Esercizio assegnato A — Nel testo sui principi di prudenza e di continuità aziendale, quale articolo del codice civile fornisce la definizione che vale per tutti i tipi di società?
Esercizio assegnato B — Trascrivi fedelmente il passo del testo sui principi di prudenza e di continuità aziendale che comincia con "Il codice civile" e prosegue fino a "società per azioni.".

Testo proposto —
PRINCIPI DI PRUDENZA E DI CONTINUITÀ AZIENDALE

 
Il codice civile detta criteri apparentemente diversi per la liquidazione della quota o del pacchetto azionario del socio uscente. È ovvio che la liquidazione, da intendere come determinazione di un valore, è solo la fase penultima seguita dal pagamento e preceduta da un processo di valutazione, che sembra diverso per le società di persone, le società a responsabilità limitata e le società per azioni.
L’inizio della catena dei problemi suscitati dal processo valutativo è nella definizione dell’art. 2247 cod. civ. che vale per tutti i tipi di società, testualmente: «Con il contratto di società due o più persone conferiscono beni o sevizi per l’esercizio in comune di una attività economica allo scopo di dividerne gli utili». Questo è il momento iniziale positivo: la nascita della società, cui fa seguito un momento negativo, certo sul se, ma incerto sul quando, come è destino ineluttabile di tutte le opere dell’uomo, che può essere o la liquidazione della società o quella del singolo rapporto societario per “esclusione” nelle società di persone (art. 2286 cod. civ.) e nelle società a responsabilità limitata (2473-bis) o per recesso nei tre tipi di società (artt.2285, 2437 e 2473 cod. civ.). Si nota, per inciso, che per le società per azioni la legge non prevede l’esclusione dell’azionista, ad eccezione del caso di inadempimento grave di prestazioni accessorie e lo statuto la stabilisca quale sanzione, come consente l’attuale art. 2345, peraltro già anticipata da Trib. Milano, nota del Presidente del 5 ottobre 1998 in Riv. Soc. 1999, n. 1, pag. 260.

Materiale di partenza —
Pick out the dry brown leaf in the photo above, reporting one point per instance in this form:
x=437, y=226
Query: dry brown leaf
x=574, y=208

Risposta A — L'art. 2247 del codice civile.

Risposta B —
Il codice civile detta criteri apparentemente diversi per la liquidazione della quota o del pacchetto azionario del socio uscente. È ovvio che la liquidazione, da intendere come determinazione di un valore, è solo la fase penultima seguita dal pagamento e preceduta da un processo di valutazione, che sembra diverso per le società di persone, le società a responsabilità limitata e le società per azioni.